- Directions for this task
Set down every record below exactly as written.

··· Data for this exercise

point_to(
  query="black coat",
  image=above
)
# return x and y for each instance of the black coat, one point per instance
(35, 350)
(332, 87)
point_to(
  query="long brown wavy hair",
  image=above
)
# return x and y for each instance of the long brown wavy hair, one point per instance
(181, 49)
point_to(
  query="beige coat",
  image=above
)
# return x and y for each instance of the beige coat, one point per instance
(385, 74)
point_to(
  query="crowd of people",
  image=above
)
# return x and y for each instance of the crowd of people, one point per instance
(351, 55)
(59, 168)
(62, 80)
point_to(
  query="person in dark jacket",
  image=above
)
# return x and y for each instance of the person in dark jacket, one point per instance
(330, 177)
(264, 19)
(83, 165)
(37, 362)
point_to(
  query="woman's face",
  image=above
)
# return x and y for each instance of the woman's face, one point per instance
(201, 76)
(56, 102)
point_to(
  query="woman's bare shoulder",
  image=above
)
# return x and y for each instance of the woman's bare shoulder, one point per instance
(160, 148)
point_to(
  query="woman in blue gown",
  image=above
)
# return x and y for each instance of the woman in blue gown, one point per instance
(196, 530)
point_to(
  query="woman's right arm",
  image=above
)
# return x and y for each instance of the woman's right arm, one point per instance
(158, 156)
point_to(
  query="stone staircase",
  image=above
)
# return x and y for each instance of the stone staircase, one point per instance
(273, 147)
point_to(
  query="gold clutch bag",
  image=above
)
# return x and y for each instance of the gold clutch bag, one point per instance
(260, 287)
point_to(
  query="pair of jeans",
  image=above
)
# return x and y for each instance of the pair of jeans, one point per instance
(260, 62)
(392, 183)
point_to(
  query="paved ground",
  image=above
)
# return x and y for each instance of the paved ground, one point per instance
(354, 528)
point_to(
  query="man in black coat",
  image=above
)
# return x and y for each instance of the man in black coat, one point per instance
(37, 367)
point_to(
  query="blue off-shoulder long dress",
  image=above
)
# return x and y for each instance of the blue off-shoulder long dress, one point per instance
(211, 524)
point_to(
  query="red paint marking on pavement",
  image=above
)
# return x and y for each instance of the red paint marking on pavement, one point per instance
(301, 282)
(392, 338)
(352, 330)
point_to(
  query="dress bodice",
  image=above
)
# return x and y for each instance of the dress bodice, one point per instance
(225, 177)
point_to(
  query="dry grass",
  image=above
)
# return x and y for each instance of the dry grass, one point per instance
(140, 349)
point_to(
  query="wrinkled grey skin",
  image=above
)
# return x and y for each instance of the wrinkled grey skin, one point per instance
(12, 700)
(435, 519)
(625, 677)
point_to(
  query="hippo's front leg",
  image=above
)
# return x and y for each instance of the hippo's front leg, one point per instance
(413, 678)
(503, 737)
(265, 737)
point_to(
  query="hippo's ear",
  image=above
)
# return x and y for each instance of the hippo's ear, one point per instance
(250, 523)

······

- Completed exercise
point_to(
  query="black coat",
  image=above
)
# return x and y for each instance of the black coat, one point per instance
(35, 350)
(332, 87)
point_to(
  query="long brown wavy hair",
  image=above
)
# return x and y for each instance of the long brown wavy hair, one point per instance
(181, 49)
point_to(
  query="beige coat",
  image=above
)
# return x and y for each instance of the beige coat, one point per instance
(385, 74)
point_to(
  query="crowd of people",
  image=above
)
# return x and y for each instance of the crowd of people, one point per instance
(351, 55)
(59, 168)
(62, 80)
point_to(
  query="person in dark jacket",
  image=above
)
# return x and y for each instance of the person in dark jacket, one point per instance
(330, 177)
(264, 19)
(83, 165)
(37, 362)
point_to(
  query="woman's face",
  image=above
)
# return x and y for each instance of the woman's face, one point per instance
(201, 76)
(56, 102)
point_to(
  query="woman's bare shoulder",
  image=above
)
# return x and y for each instance of the woman's bare shoulder, one point per instance
(160, 148)
point_to(
  query="woman in blue gown",
  image=above
)
# return x and y for each instance of the woman in blue gown, one point per instance
(196, 530)
point_to(
  query="woman's right arm",
  image=above
)
# return x and y for each instance of the woman's right arm, one point per instance
(158, 156)
point_to(
  query="stone staircase",
  image=above
)
# return x and y for each instance of the stone staircase, one point per instance
(273, 147)
point_to(
  query="gold clutch bag",
  image=above
)
# return x and y for each instance of the gold clutch bag, one point per instance
(260, 287)
point_to(
  query="pair of jeans",
  image=above
)
# return x and y for each instance of the pair of jeans, one point per instance
(260, 62)
(392, 183)
point_to(
  query="paved ground",
  image=above
)
# return x and y for each instance of the paved ground, one point per instance
(354, 528)
point_to(
  query="man in black coat",
  image=above
)
# return x and y for each instance of the man in black coat, one point per instance
(37, 367)
point_to(
  query="blue off-shoulder long dress",
  image=above
)
# return x and y for each instance of the blue off-shoulder long dress, one point per instance
(211, 524)
point_to(
  query="red paint marking on pavement",
  image=above
)
# return x and y for each instance of the red paint marking on pavement, one point per instance
(301, 282)
(392, 338)
(352, 330)
point_to(
  query="dress bodice",
  image=above
)
# return x and y for each instance of the dress bodice, one point per instance
(225, 177)
point_to(
  query="dry grass",
  image=above
)
# return x and y for each instance of the dry grass, one point per instance
(140, 349)
point_to(
  query="wrinkled grey skin",
  image=above
)
# return x and y for each instance of the wrinkled grey skin, one point per instance
(12, 700)
(435, 519)
(625, 677)
point_to(
  query="hippo's front leg",
  image=above
)
# return x and y for each instance of the hippo's front leg, one point per instance
(413, 678)
(503, 737)
(265, 737)
point_to(
  query="hippo's ear",
  image=above
)
# return x and y for each instance of the hippo's ear, one point per instance
(250, 523)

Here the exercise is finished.